→ PROBLEM
Write the records out again exactly, leaving no images in.
################
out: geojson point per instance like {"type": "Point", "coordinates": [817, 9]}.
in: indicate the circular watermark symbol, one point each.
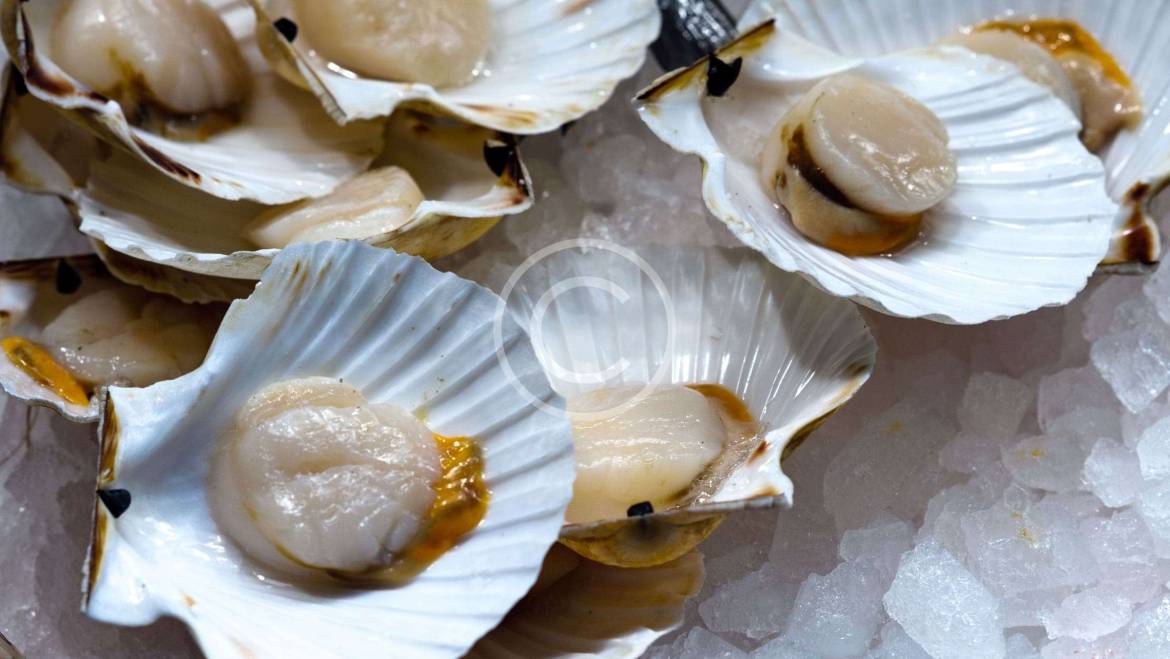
{"type": "Point", "coordinates": [606, 269]}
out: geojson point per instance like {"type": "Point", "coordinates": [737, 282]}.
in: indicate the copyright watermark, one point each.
{"type": "Point", "coordinates": [572, 299]}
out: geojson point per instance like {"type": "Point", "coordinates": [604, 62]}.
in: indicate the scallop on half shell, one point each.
{"type": "Point", "coordinates": [1026, 224]}
{"type": "Point", "coordinates": [543, 63]}
{"type": "Point", "coordinates": [456, 198]}
{"type": "Point", "coordinates": [778, 355]}
{"type": "Point", "coordinates": [279, 145]}
{"type": "Point", "coordinates": [69, 330]}
{"type": "Point", "coordinates": [392, 330]}
{"type": "Point", "coordinates": [1136, 160]}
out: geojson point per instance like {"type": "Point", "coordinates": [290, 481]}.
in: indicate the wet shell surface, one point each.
{"type": "Point", "coordinates": [157, 233]}
{"type": "Point", "coordinates": [590, 609]}
{"type": "Point", "coordinates": [689, 316]}
{"type": "Point", "coordinates": [1136, 162]}
{"type": "Point", "coordinates": [401, 333]}
{"type": "Point", "coordinates": [33, 294]}
{"type": "Point", "coordinates": [284, 148]}
{"type": "Point", "coordinates": [1027, 221]}
{"type": "Point", "coordinates": [39, 150]}
{"type": "Point", "coordinates": [548, 63]}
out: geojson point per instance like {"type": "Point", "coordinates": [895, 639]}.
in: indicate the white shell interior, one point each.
{"type": "Point", "coordinates": [598, 611]}
{"type": "Point", "coordinates": [284, 149]}
{"type": "Point", "coordinates": [550, 62]}
{"type": "Point", "coordinates": [136, 211]}
{"type": "Point", "coordinates": [607, 317]}
{"type": "Point", "coordinates": [1025, 226]}
{"type": "Point", "coordinates": [1131, 31]}
{"type": "Point", "coordinates": [400, 331]}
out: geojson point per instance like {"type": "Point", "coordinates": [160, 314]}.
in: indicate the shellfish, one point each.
{"type": "Point", "coordinates": [778, 354]}
{"type": "Point", "coordinates": [399, 333]}
{"type": "Point", "coordinates": [579, 606]}
{"type": "Point", "coordinates": [536, 66]}
{"type": "Point", "coordinates": [1135, 159]}
{"type": "Point", "coordinates": [69, 330]}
################
→ WRITTEN SOLUTION
out: geojson point per instance like {"type": "Point", "coordinates": [817, 9]}.
in: indicate the circular watermark symbol, one point each.
{"type": "Point", "coordinates": [606, 269]}
out: geojson point per instance like {"type": "Point", "coordinates": [737, 282]}.
in: indicate the copyright watermark, one point each.
{"type": "Point", "coordinates": [572, 299]}
out: geojson point per instance like {"type": "Point", "coordinates": [604, 62]}.
in: indicate the scallop on half shell, one point each.
{"type": "Point", "coordinates": [1026, 224]}
{"type": "Point", "coordinates": [543, 63]}
{"type": "Point", "coordinates": [456, 198]}
{"type": "Point", "coordinates": [778, 355]}
{"type": "Point", "coordinates": [279, 145]}
{"type": "Point", "coordinates": [69, 330]}
{"type": "Point", "coordinates": [392, 330]}
{"type": "Point", "coordinates": [1136, 160]}
out: geojson point per instance like {"type": "Point", "coordinates": [290, 481]}.
in: indicate the wet shell surface, one point each.
{"type": "Point", "coordinates": [157, 233]}
{"type": "Point", "coordinates": [590, 609]}
{"type": "Point", "coordinates": [689, 316]}
{"type": "Point", "coordinates": [1136, 162]}
{"type": "Point", "coordinates": [401, 333]}
{"type": "Point", "coordinates": [33, 294]}
{"type": "Point", "coordinates": [284, 148]}
{"type": "Point", "coordinates": [1027, 221]}
{"type": "Point", "coordinates": [39, 150]}
{"type": "Point", "coordinates": [548, 63]}
out: geojson point per instance like {"type": "Point", "coordinates": [895, 639]}.
in: indicate the white shell interior, one point each.
{"type": "Point", "coordinates": [598, 611]}
{"type": "Point", "coordinates": [284, 149]}
{"type": "Point", "coordinates": [550, 62]}
{"type": "Point", "coordinates": [136, 211]}
{"type": "Point", "coordinates": [607, 317]}
{"type": "Point", "coordinates": [1025, 226]}
{"type": "Point", "coordinates": [1131, 31]}
{"type": "Point", "coordinates": [400, 331]}
out: geojson point per instance like {"type": "Point", "coordinates": [160, 314]}.
in: indicate the shellfish, one point each.
{"type": "Point", "coordinates": [778, 354]}
{"type": "Point", "coordinates": [399, 333]}
{"type": "Point", "coordinates": [579, 606]}
{"type": "Point", "coordinates": [536, 66]}
{"type": "Point", "coordinates": [1135, 159]}
{"type": "Point", "coordinates": [69, 330]}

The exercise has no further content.